>> BEGIN Provided text

How the uneasiness about the state of our union expresses itself in unlikely places and ways
Trump in My Taxi
Photo credit: Krystal T. / Flickr

"The Art of Seeing" by Michael Milton

In the early 1980s, I sold my '75 Ford Pinto and moved east from California to Park Slope. Back in those days, I made my money working as a waiter at a now-defunct upscale Brooklyn eatery called Charlie's. The job afforded me -- not a new car -- but the occasional pleasure of taxi trips to and from Manhattan.

I remember heading back to Brooklyn on a hot August night, after seeing A Chorus Line at the Shubert Theater, Donna McKechnie's jaw-dropping Music and the Mirror still swirling behind my eyes. As we rumbled downtown towards the Brooklyn Bridge, light after light on our side, I cranked down all the windows. The wind tousled my still long and still brown hair, and my delight with being a New Yorker was about as complete as it has ever been.

Years later (and my days waiting tables far behind me) I now live on Manhattan's Upper West Side.

Recently, I hailed a cab to take me twenty blocks uptown from my corner at West 77th Street and Broadway. The driver of a tiny Toyota taxi saw me from across the intersection, flashing his lights to indicate he would be stopping to pick me up as soon as the signal changed.

Broadway and NYC Cabs -- the delights of being a New Yorker. Photo credit: JiaHui / Flickr

From out of nowhere emerged a stout, middle-aged woman racing towards my cab, purposefully unaware of anything that might exist in her periphery—myself very much included.

The cab driver shrugged. I shrugged in return, both of us saying, I suppose, "Well, that's just New York.  What are you going to do?"

Still, something in me flared for a brief second, something jagged and acrid.

"Let her have the cab," I almost immediately reasoned to myself. "This is my mitzvah for the day." The woman slammed the door of the cab shut and looked away from me as the cab proceeded through the intersection.

I am known amongst my friends for having a talent to always see the silver lining in the bleakest of situations. "You are always so cool and calm," I've often been told, thinking it was a compliment. But with each passing year, I am aware that my much-lauded coolness (read: fear of confrontation) has slowly begun to fray.

A few moments later, another cab picked me up.

>> END Provided text

- [Tasks to perform]
(1) In the taxi essay, where did the writer work as a waiter in the early 1980s?
(2) Output part of the taxi essay word for word, beginning at the words "Recently, I hailed" and stopping after "very much included.".
(3) Pick up the essay about the taxi ride on the Upper West Side from the point where it stops.
The material has nothing to do with this.

>> BEGIN Data lines

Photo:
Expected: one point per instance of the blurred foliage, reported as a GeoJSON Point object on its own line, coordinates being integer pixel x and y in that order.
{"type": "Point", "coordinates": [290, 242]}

>> END Data lines

- [Answers to the tasks]
(1) At Charlie's, a now-defunct upscale Brooklyn eatery.

(2)
Recently, I hailed a cab to take me twenty blocks uptown from my corner at West 77th Street and Broadway. The driver of a tiny Toyota taxi saw me from across the intersection, flashing his lights to indicate he would be stopping to pick me up as soon as the signal changed.

Broadway and NYC Cabs -- the delights of being a New Yorker. Photo credit: JiaHui / Flickr

From out of nowhere emerged a stout, middle-aged woman racing towards my cab, purposefully unaware of anything that might exist in her periphery—myself very much included.

(3)
It was a beautiful Manhattan night. After a series of dishrag damp days, the night's dry air was a special relief. In fact, this particular evening was reminiscent of that post-theater ride home back to Park Slope many years ago, with me sitting in the back of another cab, humming song after song from A Chorus Line under my breath.

After giving my destination to the driver, I settled back down into my seat and closed my eyes for a moment. Traffic was slow, and when I opened my eyes, we had gone only three blocks, from West 77th up to West 80th. My eyes drifted to the meter.

Eight dollars. Wait. Three blocks for eight bucks?

Though I am undeniably in a better financial situation today than I was back when I served prime rib, baked potatoes and escargot at Charlie's, eight dollars for three blocks still felt a little rich for my blood. I mentioned to the driver to reset his meter.

The driver, a purple-black, heavy-set young man shook his head, "No."

I leaned forward a bit in my seat and pointed several times in the direction of the meter as we came to a stop at the light on West 81st. "You need to reset it," I repeated, a bit more firmly this time.

In thickly-accented English he said something, nodding his head emphatically towards the meter. I nodded enthusiastically in response. "Yes, yes!" I said a trifle louder, thinking volume would bridge the distance between our varied grasps of the English language.

The light changed, and we crossed the intersection continuing to head north.

He said something else I couldn't quite make out. Whatever his native tongue, it was clear that he was a fairly recent arrival on Lady Liberty's shores. He glanced over his shoulder at me. I was able to make out, "…no, not meter! City rule."

Stephen Miller. Photo credit:Mike Licht / Flickr

Eight dollars and fifty cents had ticked up quickly to nine dollars and not even a quarter of my journey completed.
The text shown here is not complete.